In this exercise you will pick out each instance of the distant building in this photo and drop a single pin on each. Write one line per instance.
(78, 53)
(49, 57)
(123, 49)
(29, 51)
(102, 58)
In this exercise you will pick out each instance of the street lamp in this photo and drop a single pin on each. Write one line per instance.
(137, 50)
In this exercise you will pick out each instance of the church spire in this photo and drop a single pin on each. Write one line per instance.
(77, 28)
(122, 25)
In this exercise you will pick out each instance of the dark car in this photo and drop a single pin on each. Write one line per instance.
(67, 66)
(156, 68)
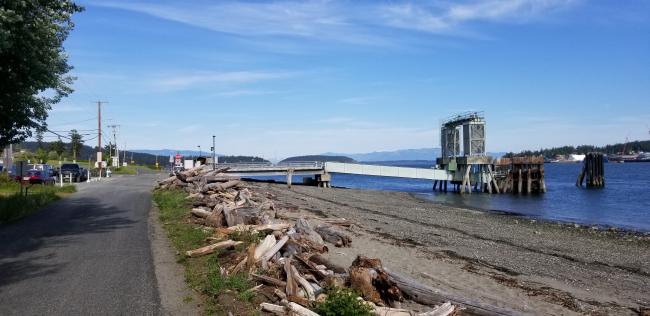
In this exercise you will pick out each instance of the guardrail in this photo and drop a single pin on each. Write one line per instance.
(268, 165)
════════════════════
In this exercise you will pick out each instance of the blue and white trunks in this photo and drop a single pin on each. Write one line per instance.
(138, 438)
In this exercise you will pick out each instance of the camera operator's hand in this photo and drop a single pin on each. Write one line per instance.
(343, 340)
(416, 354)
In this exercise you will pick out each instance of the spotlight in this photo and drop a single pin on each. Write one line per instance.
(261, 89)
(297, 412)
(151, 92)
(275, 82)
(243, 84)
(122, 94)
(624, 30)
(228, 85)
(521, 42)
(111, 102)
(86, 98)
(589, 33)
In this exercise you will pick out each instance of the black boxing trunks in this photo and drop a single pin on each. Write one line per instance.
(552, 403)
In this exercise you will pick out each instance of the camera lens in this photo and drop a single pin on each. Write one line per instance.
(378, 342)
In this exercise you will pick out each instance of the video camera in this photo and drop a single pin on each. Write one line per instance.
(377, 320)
════════════════════
## WHAT YOU HAVE TO DO
Collect every line in the entries above that contains the word "trunks", copying each one in full. Case counts.

## WRITTEN ANSWER
In this exercise you will pick out each instance of the blue and white trunks in this photo and drop a single pin on each. Write one line per instance.
In this exercise you will pick out each instance of the black boxing trunks in this photo and drop a single pin on each. Write one line per instance.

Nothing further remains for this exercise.